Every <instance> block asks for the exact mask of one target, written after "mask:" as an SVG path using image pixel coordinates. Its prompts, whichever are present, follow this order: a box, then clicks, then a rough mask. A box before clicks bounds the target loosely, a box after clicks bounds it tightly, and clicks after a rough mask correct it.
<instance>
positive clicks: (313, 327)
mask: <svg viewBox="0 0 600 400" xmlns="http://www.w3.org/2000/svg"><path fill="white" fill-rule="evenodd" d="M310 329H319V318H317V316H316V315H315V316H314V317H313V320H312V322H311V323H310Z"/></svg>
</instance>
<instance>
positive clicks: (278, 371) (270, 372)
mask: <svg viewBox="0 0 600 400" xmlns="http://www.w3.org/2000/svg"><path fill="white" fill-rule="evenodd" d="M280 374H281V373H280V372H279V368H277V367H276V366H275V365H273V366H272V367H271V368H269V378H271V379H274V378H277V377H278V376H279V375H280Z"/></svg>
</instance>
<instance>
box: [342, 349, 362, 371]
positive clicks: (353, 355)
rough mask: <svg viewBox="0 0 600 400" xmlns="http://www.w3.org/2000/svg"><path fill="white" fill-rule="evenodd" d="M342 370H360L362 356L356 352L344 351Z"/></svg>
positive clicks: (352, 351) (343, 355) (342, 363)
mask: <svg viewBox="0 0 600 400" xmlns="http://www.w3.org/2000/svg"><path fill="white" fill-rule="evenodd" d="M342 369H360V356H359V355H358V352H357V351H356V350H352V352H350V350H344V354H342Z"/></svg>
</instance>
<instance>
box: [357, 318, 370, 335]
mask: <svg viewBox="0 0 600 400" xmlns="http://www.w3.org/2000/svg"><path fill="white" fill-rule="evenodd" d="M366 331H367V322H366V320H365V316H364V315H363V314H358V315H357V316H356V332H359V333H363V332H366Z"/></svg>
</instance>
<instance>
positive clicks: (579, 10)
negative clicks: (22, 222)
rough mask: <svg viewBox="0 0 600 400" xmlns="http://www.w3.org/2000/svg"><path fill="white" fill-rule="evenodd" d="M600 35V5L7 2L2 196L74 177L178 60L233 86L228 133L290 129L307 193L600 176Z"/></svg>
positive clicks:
----------
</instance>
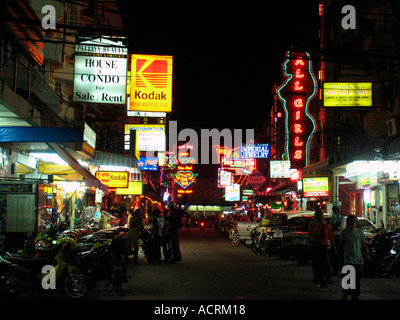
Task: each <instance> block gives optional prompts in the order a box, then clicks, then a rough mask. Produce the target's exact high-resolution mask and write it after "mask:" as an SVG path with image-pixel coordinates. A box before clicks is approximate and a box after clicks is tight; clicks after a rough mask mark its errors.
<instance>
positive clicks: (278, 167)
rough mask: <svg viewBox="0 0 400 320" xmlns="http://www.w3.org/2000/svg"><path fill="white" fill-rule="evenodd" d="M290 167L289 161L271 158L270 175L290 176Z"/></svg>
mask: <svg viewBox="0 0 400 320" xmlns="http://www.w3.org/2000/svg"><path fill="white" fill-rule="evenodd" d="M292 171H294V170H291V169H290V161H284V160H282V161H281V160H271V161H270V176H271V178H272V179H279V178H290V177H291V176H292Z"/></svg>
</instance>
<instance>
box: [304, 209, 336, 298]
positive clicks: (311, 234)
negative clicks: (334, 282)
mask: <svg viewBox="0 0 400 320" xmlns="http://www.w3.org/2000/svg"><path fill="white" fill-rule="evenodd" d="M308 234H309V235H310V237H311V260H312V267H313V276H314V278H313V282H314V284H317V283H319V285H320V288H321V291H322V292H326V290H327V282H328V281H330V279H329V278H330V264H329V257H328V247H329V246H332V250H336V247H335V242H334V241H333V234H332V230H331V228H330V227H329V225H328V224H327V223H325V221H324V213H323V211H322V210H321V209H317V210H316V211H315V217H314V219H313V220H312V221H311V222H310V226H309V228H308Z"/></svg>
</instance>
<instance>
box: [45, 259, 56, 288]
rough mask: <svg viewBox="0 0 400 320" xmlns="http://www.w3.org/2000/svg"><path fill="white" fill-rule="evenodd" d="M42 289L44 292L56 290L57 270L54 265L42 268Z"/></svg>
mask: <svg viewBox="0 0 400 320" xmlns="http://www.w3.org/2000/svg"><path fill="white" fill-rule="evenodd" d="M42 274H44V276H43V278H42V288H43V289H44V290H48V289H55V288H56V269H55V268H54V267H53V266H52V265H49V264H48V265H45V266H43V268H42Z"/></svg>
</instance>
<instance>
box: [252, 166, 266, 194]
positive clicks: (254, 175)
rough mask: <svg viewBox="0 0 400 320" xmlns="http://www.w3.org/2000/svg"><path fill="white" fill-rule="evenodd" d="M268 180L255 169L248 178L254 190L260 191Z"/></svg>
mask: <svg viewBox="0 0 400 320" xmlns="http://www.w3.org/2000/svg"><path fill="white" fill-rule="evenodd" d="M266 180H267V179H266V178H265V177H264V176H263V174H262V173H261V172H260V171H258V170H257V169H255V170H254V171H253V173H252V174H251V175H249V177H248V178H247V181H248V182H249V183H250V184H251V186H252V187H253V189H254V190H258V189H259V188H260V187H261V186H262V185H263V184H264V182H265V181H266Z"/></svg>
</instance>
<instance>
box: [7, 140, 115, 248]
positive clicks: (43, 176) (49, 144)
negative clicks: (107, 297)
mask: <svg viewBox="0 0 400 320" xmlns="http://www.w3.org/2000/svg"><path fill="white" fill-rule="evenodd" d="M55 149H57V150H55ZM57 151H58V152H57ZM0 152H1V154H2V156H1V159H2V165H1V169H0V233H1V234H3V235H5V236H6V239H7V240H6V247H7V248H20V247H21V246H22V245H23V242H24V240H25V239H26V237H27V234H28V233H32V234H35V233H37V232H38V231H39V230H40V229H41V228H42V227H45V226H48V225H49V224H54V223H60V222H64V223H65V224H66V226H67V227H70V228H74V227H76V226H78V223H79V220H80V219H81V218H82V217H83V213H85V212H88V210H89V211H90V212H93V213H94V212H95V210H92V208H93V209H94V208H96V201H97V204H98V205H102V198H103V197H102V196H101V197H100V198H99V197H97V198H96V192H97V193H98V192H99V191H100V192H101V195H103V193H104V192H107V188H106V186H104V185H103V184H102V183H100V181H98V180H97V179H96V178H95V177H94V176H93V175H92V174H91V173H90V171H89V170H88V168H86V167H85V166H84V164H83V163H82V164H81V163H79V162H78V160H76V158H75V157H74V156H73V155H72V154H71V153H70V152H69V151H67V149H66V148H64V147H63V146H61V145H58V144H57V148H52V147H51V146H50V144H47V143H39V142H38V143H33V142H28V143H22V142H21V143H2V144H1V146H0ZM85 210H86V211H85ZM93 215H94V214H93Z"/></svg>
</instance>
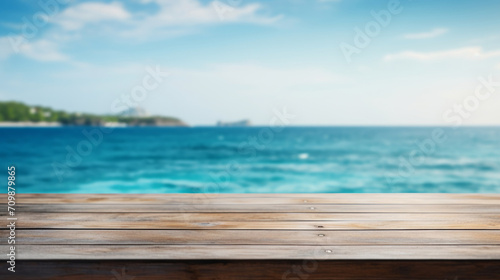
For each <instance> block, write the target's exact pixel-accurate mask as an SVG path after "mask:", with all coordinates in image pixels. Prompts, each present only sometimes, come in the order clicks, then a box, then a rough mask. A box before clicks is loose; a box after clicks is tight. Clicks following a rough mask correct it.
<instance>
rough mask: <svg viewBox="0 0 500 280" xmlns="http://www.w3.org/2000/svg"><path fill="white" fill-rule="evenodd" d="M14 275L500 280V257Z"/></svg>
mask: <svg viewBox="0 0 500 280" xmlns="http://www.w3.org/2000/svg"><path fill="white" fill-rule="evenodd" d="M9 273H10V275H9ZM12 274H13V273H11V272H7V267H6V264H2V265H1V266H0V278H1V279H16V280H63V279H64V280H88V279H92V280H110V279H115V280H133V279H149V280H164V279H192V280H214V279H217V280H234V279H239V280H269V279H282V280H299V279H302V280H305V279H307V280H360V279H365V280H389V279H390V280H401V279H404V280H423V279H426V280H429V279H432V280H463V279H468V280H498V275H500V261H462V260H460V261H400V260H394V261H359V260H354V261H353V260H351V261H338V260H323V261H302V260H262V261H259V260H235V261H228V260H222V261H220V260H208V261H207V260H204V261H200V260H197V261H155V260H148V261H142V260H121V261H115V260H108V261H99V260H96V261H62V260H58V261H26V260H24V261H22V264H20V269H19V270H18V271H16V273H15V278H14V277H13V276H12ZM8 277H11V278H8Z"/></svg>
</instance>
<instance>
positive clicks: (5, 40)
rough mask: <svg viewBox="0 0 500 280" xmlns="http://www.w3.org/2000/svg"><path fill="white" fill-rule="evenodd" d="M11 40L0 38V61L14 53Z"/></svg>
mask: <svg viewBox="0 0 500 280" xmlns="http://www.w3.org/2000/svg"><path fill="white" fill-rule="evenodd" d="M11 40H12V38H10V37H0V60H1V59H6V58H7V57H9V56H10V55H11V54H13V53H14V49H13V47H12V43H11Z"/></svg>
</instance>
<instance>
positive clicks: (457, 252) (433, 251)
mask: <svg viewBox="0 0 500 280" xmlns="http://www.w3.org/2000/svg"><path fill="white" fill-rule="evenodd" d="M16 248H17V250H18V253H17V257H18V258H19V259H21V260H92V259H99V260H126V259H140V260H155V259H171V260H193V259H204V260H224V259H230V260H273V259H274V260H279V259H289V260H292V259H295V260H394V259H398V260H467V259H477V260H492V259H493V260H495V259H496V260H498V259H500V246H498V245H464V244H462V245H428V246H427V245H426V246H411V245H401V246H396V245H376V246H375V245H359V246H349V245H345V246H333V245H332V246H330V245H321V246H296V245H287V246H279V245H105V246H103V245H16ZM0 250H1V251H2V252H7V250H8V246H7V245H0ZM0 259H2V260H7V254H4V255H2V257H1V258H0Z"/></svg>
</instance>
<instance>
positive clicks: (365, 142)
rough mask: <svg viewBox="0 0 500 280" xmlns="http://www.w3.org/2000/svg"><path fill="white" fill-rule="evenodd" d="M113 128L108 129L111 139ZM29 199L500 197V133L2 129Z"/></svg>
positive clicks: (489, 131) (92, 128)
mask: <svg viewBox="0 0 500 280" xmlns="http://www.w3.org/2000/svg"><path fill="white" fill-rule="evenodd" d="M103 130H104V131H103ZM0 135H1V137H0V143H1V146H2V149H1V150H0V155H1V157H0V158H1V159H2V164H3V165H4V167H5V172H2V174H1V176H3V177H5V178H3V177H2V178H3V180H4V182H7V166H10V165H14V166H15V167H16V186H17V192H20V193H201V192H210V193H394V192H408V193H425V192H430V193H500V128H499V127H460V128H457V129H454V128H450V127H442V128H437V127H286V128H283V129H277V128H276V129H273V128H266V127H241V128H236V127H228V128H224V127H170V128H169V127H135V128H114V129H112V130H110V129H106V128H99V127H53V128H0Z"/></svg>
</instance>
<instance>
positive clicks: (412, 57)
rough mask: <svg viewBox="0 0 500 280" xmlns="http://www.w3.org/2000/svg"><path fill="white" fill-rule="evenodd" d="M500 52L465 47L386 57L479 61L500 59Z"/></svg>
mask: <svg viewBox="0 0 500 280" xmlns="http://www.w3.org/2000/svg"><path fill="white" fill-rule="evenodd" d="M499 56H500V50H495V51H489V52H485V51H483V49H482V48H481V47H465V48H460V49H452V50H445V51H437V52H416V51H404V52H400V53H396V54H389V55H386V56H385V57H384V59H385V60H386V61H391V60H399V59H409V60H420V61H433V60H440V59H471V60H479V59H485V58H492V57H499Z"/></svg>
----------
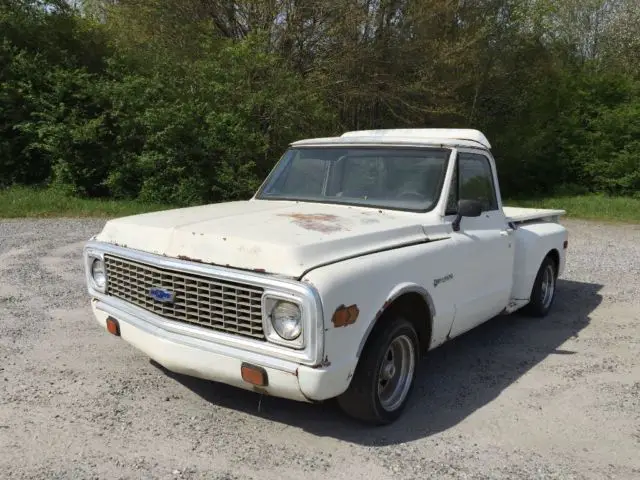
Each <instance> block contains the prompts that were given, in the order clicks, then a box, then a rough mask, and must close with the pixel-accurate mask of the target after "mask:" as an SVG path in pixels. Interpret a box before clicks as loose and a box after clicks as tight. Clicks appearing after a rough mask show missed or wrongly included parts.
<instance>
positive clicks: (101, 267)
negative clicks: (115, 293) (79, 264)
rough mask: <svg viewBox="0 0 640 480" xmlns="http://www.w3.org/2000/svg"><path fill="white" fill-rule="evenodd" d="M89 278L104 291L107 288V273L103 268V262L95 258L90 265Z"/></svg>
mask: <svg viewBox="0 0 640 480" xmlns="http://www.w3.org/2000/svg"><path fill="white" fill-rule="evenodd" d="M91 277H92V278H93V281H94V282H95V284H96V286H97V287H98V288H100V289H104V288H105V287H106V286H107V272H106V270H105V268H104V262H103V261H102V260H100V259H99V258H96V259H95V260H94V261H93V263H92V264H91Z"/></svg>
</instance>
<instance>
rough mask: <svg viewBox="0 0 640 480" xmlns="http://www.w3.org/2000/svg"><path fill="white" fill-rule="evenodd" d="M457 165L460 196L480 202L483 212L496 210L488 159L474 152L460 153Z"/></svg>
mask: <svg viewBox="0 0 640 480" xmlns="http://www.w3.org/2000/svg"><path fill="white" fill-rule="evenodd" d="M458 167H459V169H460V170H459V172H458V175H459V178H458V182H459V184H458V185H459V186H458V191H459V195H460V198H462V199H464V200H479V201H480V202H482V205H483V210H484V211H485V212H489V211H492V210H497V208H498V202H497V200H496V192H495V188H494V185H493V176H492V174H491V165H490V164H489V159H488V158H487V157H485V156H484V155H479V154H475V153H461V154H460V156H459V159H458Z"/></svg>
----------
How many lines of the records contain the word "negative" with matching case? Reply with the number alone.

4